The records below are to be repeated exactly, and their pictures left out.

---- Supplied data

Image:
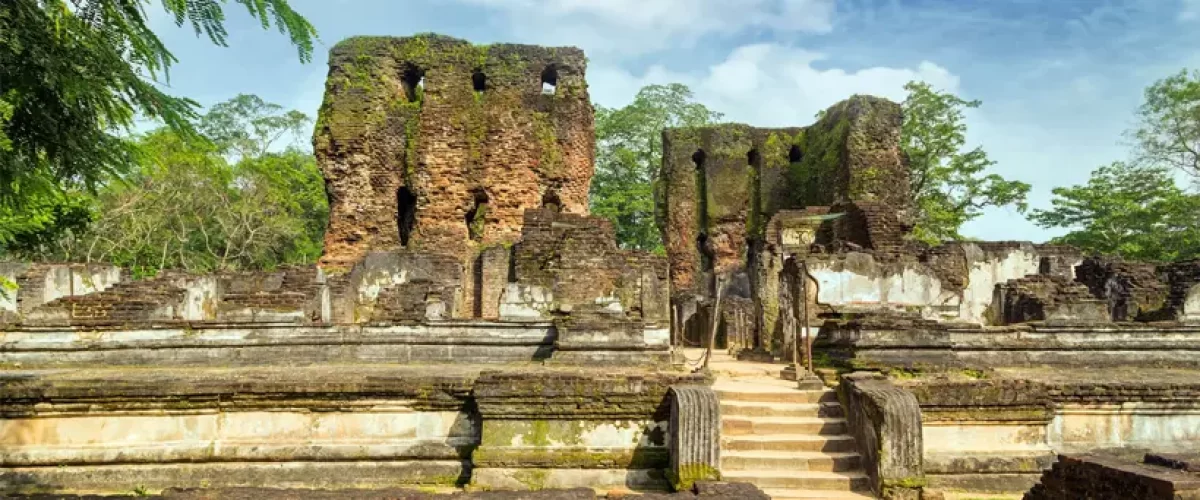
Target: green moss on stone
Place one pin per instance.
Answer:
(689, 474)
(546, 136)
(532, 479)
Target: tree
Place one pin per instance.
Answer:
(629, 151)
(1169, 130)
(246, 126)
(187, 206)
(76, 74)
(948, 184)
(1132, 211)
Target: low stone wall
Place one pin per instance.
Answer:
(263, 344)
(1103, 477)
(451, 342)
(886, 423)
(999, 435)
(333, 427)
(952, 282)
(891, 342)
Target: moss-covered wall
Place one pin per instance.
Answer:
(721, 185)
(477, 142)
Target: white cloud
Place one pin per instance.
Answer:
(771, 84)
(1191, 10)
(648, 25)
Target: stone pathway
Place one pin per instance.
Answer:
(792, 444)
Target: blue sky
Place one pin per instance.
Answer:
(1060, 79)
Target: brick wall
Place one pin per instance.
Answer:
(477, 145)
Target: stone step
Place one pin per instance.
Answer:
(802, 480)
(777, 395)
(809, 494)
(775, 425)
(741, 408)
(789, 443)
(790, 461)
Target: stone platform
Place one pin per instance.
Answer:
(334, 426)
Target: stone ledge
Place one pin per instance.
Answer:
(489, 457)
(513, 391)
(555, 477)
(124, 479)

--------

▶ Output of the task
Image:
Target: green moss on stone
Place one pin per instance.
Answer:
(689, 474)
(546, 136)
(532, 479)
Target: tree
Place one pin per instance.
Answer:
(629, 151)
(1169, 130)
(246, 126)
(187, 206)
(76, 74)
(948, 184)
(1132, 211)
Target: low stone wall
Place one pin per instance.
Answer:
(263, 344)
(1103, 477)
(451, 342)
(886, 423)
(999, 435)
(333, 427)
(952, 282)
(891, 342)
Target: moss-covered wall
Place one pin per instance.
Answer:
(721, 185)
(477, 142)
Target: white cloud
Place one pin per instance.
Answer:
(771, 84)
(1191, 10)
(648, 25)
Target: stone pathway
Place one pin per instance.
Answer:
(792, 444)
Target: blue sky
Place one pin per instance.
Answer:
(1060, 79)
Target: brick wall
Place one pin per instance.
Answer:
(477, 145)
Target: stone step
Place one pin per instance.
Answer:
(802, 480)
(777, 395)
(809, 494)
(775, 425)
(741, 408)
(789, 443)
(790, 461)
Target: stone platform
Place one pin per instance.
Answer:
(334, 426)
Target: stone ledge
Place one pin per instance.
Answer:
(489, 457)
(513, 391)
(555, 477)
(124, 479)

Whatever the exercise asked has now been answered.